What the task asks: Copy the lines below exactly. No picture goes into the copy.

** Material provided follows **

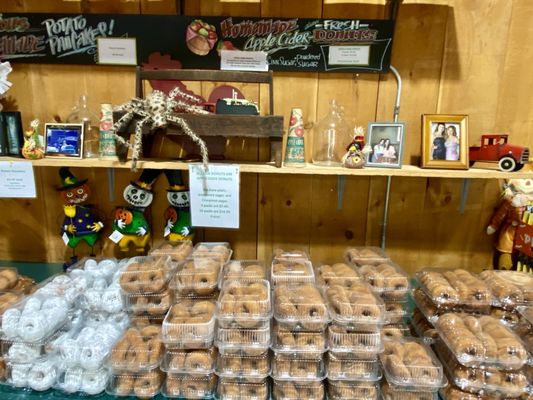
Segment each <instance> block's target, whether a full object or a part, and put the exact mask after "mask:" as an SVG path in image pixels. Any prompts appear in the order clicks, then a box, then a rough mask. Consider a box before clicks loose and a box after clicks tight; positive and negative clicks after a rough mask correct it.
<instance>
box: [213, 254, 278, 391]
mask: <svg viewBox="0 0 533 400" xmlns="http://www.w3.org/2000/svg"><path fill="white" fill-rule="evenodd" d="M267 278H268V274H267V269H266V266H265V264H264V263H263V262H261V261H258V260H241V261H239V260H234V261H230V262H228V263H226V264H225V265H224V267H223V272H222V279H221V288H220V295H219V298H218V302H217V308H216V319H217V335H216V344H217V347H218V351H219V354H218V359H217V363H216V374H217V375H218V378H219V382H218V397H219V398H220V399H225V400H228V399H232V400H237V399H243V400H247V399H257V400H261V399H268V396H269V390H268V389H269V385H268V376H269V374H270V354H269V347H270V343H271V340H270V336H271V332H270V330H271V326H270V325H271V318H272V301H271V295H272V293H271V289H270V282H269V280H268V279H267Z"/></svg>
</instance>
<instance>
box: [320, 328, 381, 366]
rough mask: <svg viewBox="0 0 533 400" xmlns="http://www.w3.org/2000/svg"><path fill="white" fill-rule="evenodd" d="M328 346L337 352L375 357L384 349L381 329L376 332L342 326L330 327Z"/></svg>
mask: <svg viewBox="0 0 533 400" xmlns="http://www.w3.org/2000/svg"><path fill="white" fill-rule="evenodd" d="M328 348H329V350H330V351H335V352H348V353H354V354H356V355H357V356H359V357H364V358H365V359H368V357H375V356H376V355H377V354H379V353H381V352H382V351H383V342H382V340H381V333H380V331H379V330H377V331H375V332H357V331H350V330H347V329H345V328H344V327H342V326H337V325H330V326H329V327H328Z"/></svg>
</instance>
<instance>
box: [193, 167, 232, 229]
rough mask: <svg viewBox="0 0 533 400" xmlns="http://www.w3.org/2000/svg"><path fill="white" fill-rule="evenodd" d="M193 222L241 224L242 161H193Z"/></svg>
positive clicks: (195, 222)
mask: <svg viewBox="0 0 533 400" xmlns="http://www.w3.org/2000/svg"><path fill="white" fill-rule="evenodd" d="M189 186H190V199H191V220H192V225H193V226H205V227H213V228H215V227H216V228H239V189H240V168H239V166H238V165H231V164H229V165H221V164H209V170H208V171H207V172H206V171H205V170H204V168H203V166H202V165H201V164H191V165H189Z"/></svg>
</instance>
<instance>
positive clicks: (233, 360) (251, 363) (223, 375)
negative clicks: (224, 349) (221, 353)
mask: <svg viewBox="0 0 533 400" xmlns="http://www.w3.org/2000/svg"><path fill="white" fill-rule="evenodd" d="M216 374H217V375H218V376H220V377H223V378H242V379H248V378H258V379H264V378H266V377H268V375H269V374H270V355H269V353H268V352H265V353H264V354H262V355H259V356H242V355H241V354H219V355H218V358H217V364H216Z"/></svg>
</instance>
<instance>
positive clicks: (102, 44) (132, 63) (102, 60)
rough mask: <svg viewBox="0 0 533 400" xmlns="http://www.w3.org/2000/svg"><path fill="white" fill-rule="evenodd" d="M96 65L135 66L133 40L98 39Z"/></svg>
mask: <svg viewBox="0 0 533 400" xmlns="http://www.w3.org/2000/svg"><path fill="white" fill-rule="evenodd" d="M97 46H98V64H119V65H137V44H136V40H135V39H134V38H98V42H97Z"/></svg>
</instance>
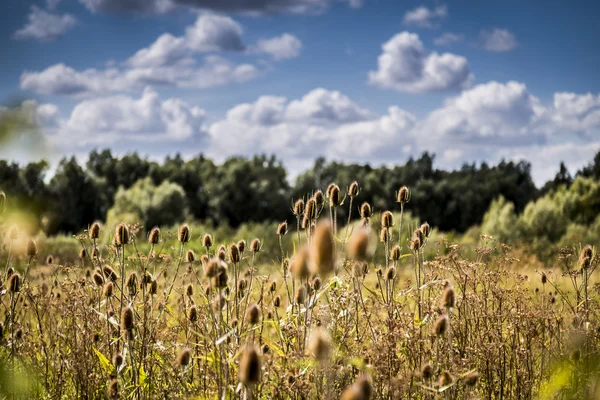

** End of Material provided **

Completed task:
Segment each <instance> block's target, whether a full object or a part, and put the exact mask after "mask:" as an SVG path in image pixels. Any prompts appear in the order clicks, then a box, then a rough mask. Consider a box before clicks loose and a box after clicks tight; positive and negative clicks after a rough mask correct it.
<instance>
box: [213, 254, 278, 391]
mask: <svg viewBox="0 0 533 400" xmlns="http://www.w3.org/2000/svg"><path fill="white" fill-rule="evenodd" d="M267 278H268V274H267V269H266V266H265V264H264V263H263V262H261V261H258V260H241V261H239V260H234V261H230V262H228V263H226V264H225V265H224V267H223V272H222V279H221V288H220V295H219V298H218V302H217V308H216V319H217V335H216V344H217V347H218V351H219V354H218V359H217V363H216V374H217V375H218V378H219V382H218V397H219V398H220V399H225V400H228V399H232V400H237V399H243V400H247V399H257V400H261V399H268V396H269V390H268V389H269V385H268V376H269V374H270V354H269V347H270V343H271V340H270V336H271V332H270V330H271V326H270V325H271V318H272V301H271V295H272V293H271V289H270V282H269V280H268V279H267Z"/></svg>
</instance>
<instance>
box: [320, 328, 381, 366]
rough mask: <svg viewBox="0 0 533 400" xmlns="http://www.w3.org/2000/svg"><path fill="white" fill-rule="evenodd" d="M328 346L337 352L375 357L384 349L381 329L376 332L342 326L330 327Z"/></svg>
mask: <svg viewBox="0 0 533 400" xmlns="http://www.w3.org/2000/svg"><path fill="white" fill-rule="evenodd" d="M328 348H329V350H330V351H335V352H348V353H354V354H356V355H357V356H359V357H364V358H365V359H368V357H375V356H376V355H377V354H379V353H381V352H382V351H383V342H382V340H381V333H380V331H379V330H377V331H375V332H357V331H350V330H347V329H345V328H344V327H342V326H337V325H330V326H329V327H328Z"/></svg>
</instance>
<instance>
box: [193, 167, 232, 229]
rough mask: <svg viewBox="0 0 533 400" xmlns="http://www.w3.org/2000/svg"><path fill="white" fill-rule="evenodd" d="M193 222L241 224L242 161H193Z"/></svg>
positive clicks: (195, 222)
mask: <svg viewBox="0 0 533 400" xmlns="http://www.w3.org/2000/svg"><path fill="white" fill-rule="evenodd" d="M189 186H190V199H191V220H192V225H193V226H205V227H213V228H215V227H216V228H239V189H240V168H239V166H238V165H231V164H229V165H221V164H209V170H208V171H207V172H206V171H205V170H204V168H203V166H202V165H201V164H191V165H189Z"/></svg>
</instance>
<instance>
positive clicks: (233, 360) (251, 363) (223, 375)
negative clicks: (224, 349) (221, 353)
mask: <svg viewBox="0 0 533 400" xmlns="http://www.w3.org/2000/svg"><path fill="white" fill-rule="evenodd" d="M216 374H217V375H218V376H220V377H223V378H242V379H248V378H258V379H264V378H266V377H268V375H269V374H270V355H269V353H268V352H265V353H264V354H262V355H259V356H242V355H241V354H219V355H218V358H217V364H216Z"/></svg>
</instance>
<instance>
positive clicks: (102, 44) (132, 63) (102, 60)
rough mask: <svg viewBox="0 0 533 400" xmlns="http://www.w3.org/2000/svg"><path fill="white" fill-rule="evenodd" d="M96 65L135 66L133 40L98 39Z"/></svg>
mask: <svg viewBox="0 0 533 400" xmlns="http://www.w3.org/2000/svg"><path fill="white" fill-rule="evenodd" d="M97 46H98V64H119V65H137V44H136V40H135V39H134V38H98V42H97Z"/></svg>
</instance>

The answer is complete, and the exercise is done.